Can you rewrite the stretch of the crankshaft discussion from "Which ISN'T cancelled" through "or no inertia.", putting "negligible" in place of "insignificant"?
** BEGIN Excerpted text **
We don’t feel it directly because of the direction change every quarter turn of the crank. But it’s there in a normal four and because the driveline has to include some kind of ‘springiness’ to deal with it, the feel of the throttle response is not as direct and tactile as it could be.

Joined: 03/01/2010

How does the cross plane crank result in zero inertial torque?

The inertial torque experienced by the crank for one piston occurs twice in 180 degrees of crank rotation at both TDC and BDC.

At TDC the inertia of the piston from its' upward movement in the cylinder is trying to pull the crank pin upwards, out of the cylinder head, and at BDC the ineria of the piston from its' downward movement in the cylinder is trying push the crank pin downwards, through the sump.

So on a traditional I4 layout with a flat plane crank all 4 pistons exert an inertial force upon the crankshaft simultaneously, all of equaly magnitude (assuming variables such piston weight and crank throw are all equal) in 2 directions, opposed by 180 degrees.

On the cross plane crankshaft the crank pin layout is, when the crank is veiwed end on, No 1 piston at 0 degress, No 2 piston at 90 degrees, No3 at 270 degrees and N 4 at 180 degrees.

So when No 1 piston is at TDC... No 4 piston will be at BDC...No 2 will have accelerated to (or tending toward) maximum velocity after TDC on the way down the cylinder and No 3 will be decelerating (or tending away)from maximum velocity before TDC.

So you've always got two pistons that are stationary simultaneously, and exerting inertial torque on the crankshaft, because of the massive percentage change in their velocity from the instant before they were stationary to when the stop moving.

Which ISN'T cancelled out by the inertia of the other two pistons because the other two pistons have a statiscally insignificant percentage change in their velocity as they tend toward or away from the their maximum velocity ~ halfway up/down the cylinder, so exerting little or no inertia.

At best you've got inertial torque at the crankshaft which is aproximately half that of the tradtional flat plane crank, but it's not zero.

This is further negated by the fact that maximum piston velocity does not occur exactly halfway up/down the bore. So one piston will be closer to its' maximum velocity than the other, whether rising or falling.

kevash's picture
Joined: 05/10/2008

Have you also looked at the cross-plane crank feature on here? Click on this link which explains it in detail, the feature on this page is about the magnitude of inertial torque, which is surprisingly large.

At TDC a piston is stationary and about to accelerate down the bore, and in a free-spinning system leaving aside the combustion-generated torque, the crankshaft is pulling it down through the conrod. This accelerates the piston and slows down the crank.
** END Excerpted text **
** BEGIN Given records **
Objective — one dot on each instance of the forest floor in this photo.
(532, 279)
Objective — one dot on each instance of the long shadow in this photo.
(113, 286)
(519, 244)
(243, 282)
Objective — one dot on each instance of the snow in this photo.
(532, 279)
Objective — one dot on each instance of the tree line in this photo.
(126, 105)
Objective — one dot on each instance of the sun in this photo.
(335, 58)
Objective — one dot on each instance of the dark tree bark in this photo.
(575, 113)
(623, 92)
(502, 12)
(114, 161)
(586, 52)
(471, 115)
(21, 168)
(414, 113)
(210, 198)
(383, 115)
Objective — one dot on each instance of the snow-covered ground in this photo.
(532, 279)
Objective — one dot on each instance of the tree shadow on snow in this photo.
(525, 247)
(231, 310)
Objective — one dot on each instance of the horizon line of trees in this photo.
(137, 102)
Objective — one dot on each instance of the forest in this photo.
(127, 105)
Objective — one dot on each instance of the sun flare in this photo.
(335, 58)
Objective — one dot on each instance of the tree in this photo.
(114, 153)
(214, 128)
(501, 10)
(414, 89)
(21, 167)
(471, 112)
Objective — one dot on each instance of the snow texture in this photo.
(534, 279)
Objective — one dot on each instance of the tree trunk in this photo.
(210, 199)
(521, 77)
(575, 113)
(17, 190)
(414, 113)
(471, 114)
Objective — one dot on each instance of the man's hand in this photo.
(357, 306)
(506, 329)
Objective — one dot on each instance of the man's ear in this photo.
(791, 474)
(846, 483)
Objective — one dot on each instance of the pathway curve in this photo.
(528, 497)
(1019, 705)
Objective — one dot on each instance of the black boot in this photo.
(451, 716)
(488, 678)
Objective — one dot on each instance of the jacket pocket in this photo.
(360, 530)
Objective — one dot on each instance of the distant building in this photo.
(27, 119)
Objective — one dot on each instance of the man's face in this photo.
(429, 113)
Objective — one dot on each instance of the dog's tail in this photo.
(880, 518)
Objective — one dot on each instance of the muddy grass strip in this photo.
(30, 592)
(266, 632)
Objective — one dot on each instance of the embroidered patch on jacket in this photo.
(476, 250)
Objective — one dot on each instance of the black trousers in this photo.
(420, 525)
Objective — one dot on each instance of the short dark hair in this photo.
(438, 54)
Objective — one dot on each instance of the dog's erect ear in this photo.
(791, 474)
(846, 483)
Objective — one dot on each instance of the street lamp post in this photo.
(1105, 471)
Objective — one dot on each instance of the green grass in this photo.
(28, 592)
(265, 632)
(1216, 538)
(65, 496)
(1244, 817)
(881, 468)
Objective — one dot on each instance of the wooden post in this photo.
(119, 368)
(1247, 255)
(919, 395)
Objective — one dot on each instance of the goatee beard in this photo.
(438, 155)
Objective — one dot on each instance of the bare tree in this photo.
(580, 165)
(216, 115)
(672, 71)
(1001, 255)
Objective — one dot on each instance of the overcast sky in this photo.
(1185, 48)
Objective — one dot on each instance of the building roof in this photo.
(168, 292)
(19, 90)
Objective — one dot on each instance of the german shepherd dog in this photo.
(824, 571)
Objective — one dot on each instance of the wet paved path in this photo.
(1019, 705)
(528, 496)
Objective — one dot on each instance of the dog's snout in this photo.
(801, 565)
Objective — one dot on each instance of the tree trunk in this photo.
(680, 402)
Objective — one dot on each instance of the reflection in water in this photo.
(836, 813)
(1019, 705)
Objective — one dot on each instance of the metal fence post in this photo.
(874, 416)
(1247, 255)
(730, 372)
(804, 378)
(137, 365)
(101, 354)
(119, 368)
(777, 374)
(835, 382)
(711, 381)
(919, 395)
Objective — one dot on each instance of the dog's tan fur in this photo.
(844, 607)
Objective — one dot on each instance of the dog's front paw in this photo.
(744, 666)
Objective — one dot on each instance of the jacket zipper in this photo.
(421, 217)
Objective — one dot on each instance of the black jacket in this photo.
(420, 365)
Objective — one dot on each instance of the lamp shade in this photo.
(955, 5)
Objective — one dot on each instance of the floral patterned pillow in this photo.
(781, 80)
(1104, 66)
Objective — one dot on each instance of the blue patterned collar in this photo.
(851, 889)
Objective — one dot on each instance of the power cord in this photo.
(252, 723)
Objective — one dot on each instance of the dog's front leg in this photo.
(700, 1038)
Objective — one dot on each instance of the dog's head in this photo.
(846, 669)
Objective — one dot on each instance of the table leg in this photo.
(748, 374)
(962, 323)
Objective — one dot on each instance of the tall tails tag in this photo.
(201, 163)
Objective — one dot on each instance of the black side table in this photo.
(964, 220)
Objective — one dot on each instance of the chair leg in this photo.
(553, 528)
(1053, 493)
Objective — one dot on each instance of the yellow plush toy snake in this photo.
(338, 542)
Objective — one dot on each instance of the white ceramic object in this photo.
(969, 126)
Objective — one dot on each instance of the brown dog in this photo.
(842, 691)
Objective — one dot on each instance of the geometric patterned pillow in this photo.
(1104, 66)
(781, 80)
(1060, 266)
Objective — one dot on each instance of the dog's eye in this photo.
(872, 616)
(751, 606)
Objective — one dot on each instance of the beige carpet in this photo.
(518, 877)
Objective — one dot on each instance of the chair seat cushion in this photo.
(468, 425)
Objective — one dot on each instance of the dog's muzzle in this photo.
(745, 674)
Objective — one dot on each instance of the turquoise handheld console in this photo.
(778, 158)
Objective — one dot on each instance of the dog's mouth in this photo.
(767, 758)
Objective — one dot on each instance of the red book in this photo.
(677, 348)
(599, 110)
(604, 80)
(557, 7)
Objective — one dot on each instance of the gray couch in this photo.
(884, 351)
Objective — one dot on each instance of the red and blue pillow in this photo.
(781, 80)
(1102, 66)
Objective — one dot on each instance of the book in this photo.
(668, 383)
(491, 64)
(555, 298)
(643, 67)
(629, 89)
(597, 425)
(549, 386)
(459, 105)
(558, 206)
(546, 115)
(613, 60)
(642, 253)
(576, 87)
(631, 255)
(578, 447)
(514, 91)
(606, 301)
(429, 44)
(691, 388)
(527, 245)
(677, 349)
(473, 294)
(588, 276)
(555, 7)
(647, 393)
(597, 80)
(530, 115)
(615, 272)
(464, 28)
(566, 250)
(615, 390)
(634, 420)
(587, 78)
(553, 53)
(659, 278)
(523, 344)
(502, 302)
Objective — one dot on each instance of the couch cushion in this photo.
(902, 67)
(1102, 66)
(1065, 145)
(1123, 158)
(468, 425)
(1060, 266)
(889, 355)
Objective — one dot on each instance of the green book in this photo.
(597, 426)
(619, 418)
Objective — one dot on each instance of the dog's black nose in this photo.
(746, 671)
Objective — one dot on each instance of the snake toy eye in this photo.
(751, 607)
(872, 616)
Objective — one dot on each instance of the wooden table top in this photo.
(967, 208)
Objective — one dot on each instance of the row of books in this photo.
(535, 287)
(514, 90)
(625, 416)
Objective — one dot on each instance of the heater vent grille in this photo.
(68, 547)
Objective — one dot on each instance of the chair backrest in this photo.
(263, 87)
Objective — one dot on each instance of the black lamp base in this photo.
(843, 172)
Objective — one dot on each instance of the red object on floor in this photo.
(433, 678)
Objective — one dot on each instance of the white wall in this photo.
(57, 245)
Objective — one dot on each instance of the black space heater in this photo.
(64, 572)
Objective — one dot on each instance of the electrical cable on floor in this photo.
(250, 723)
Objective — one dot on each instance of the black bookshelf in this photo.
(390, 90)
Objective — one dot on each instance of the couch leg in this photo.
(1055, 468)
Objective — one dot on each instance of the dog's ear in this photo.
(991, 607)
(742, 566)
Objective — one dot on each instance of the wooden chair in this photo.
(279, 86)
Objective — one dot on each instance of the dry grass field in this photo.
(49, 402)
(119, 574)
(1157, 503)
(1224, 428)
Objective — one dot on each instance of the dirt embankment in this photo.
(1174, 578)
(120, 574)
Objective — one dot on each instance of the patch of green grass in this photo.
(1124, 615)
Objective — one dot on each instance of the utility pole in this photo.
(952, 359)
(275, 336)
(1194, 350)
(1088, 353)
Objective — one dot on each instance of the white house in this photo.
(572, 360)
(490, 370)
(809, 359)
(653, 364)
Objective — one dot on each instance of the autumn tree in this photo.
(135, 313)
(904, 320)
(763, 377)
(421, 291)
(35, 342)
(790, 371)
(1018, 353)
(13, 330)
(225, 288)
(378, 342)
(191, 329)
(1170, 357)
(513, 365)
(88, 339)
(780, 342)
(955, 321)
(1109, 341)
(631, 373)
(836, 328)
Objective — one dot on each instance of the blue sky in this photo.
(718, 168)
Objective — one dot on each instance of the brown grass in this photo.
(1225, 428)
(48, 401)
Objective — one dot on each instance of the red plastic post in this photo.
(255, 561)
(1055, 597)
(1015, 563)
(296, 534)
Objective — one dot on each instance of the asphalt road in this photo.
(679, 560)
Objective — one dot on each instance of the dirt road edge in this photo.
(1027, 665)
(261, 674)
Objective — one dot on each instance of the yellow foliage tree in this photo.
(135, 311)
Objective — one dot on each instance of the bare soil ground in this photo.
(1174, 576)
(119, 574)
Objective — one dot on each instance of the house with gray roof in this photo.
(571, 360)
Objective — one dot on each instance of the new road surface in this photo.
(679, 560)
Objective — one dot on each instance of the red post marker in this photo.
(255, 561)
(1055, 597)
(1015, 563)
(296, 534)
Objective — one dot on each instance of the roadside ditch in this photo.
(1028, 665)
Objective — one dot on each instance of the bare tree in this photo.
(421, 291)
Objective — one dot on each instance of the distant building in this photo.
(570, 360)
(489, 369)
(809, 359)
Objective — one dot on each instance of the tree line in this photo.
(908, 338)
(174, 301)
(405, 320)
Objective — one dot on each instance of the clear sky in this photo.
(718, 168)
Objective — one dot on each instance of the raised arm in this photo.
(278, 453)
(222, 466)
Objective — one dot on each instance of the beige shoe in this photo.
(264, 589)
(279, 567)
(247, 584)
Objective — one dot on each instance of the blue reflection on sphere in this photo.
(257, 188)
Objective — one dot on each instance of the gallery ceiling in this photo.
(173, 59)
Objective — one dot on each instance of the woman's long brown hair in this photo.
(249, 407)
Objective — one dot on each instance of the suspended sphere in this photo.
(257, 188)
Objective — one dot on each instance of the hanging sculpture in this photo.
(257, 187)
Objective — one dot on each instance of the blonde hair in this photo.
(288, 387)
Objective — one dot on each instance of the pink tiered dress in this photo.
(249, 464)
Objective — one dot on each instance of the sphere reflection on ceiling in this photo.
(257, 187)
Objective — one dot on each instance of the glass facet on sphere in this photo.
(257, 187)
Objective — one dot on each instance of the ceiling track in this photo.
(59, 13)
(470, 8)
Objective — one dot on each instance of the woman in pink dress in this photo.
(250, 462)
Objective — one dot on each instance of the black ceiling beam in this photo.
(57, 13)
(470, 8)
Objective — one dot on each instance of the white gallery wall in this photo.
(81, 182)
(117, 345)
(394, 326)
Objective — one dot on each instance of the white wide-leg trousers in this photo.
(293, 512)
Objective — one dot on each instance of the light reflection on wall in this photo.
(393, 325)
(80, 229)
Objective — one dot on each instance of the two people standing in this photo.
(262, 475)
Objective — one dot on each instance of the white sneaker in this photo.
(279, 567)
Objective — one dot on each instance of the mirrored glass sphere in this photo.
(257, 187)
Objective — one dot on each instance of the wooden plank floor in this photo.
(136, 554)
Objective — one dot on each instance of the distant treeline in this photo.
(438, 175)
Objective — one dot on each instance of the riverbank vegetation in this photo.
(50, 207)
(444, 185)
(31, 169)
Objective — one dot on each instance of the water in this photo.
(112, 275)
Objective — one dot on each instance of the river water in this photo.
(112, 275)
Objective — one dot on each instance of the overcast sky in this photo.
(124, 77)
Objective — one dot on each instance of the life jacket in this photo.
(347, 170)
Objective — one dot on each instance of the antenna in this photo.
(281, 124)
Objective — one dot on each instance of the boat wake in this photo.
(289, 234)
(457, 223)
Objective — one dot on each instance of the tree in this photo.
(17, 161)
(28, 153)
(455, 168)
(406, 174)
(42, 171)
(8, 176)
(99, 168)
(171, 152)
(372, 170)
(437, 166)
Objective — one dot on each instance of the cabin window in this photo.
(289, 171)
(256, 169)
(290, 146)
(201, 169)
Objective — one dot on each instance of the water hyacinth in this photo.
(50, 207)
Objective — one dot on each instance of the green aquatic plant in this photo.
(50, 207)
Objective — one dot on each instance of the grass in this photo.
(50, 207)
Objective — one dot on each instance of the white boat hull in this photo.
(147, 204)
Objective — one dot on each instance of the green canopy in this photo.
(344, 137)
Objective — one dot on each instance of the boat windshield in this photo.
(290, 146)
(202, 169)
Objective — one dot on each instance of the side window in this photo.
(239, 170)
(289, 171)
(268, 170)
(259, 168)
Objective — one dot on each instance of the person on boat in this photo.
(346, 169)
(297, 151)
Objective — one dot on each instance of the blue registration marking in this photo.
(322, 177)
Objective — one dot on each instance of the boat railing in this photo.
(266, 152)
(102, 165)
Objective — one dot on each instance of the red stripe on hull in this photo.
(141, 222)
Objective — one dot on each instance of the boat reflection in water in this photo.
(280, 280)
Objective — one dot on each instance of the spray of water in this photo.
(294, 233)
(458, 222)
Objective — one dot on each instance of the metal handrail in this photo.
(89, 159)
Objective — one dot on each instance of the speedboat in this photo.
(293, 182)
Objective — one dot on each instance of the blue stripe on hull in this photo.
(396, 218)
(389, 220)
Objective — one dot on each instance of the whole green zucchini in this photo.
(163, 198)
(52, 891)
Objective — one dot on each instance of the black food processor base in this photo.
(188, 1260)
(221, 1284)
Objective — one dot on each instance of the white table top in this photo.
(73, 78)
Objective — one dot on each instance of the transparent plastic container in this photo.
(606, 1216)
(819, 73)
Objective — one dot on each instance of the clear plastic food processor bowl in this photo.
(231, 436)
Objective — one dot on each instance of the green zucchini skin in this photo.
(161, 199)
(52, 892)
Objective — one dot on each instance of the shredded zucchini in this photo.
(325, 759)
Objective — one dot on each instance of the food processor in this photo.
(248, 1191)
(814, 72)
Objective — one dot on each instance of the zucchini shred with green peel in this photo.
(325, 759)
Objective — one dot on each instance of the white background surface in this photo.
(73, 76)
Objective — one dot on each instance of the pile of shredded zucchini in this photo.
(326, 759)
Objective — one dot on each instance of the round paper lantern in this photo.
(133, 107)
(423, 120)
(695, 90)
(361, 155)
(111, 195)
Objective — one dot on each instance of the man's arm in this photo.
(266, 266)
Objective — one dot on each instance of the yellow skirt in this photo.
** END Given records **
--- Correct result ---
Which ISN'T cancelled out by the inertia of the other two pistons because the other two pistons have a statiscally negligible percentage change in their velocity as they tend toward or away from the their maximum velocity ~ halfway up/down the cylinder, so exerting little or no inertia.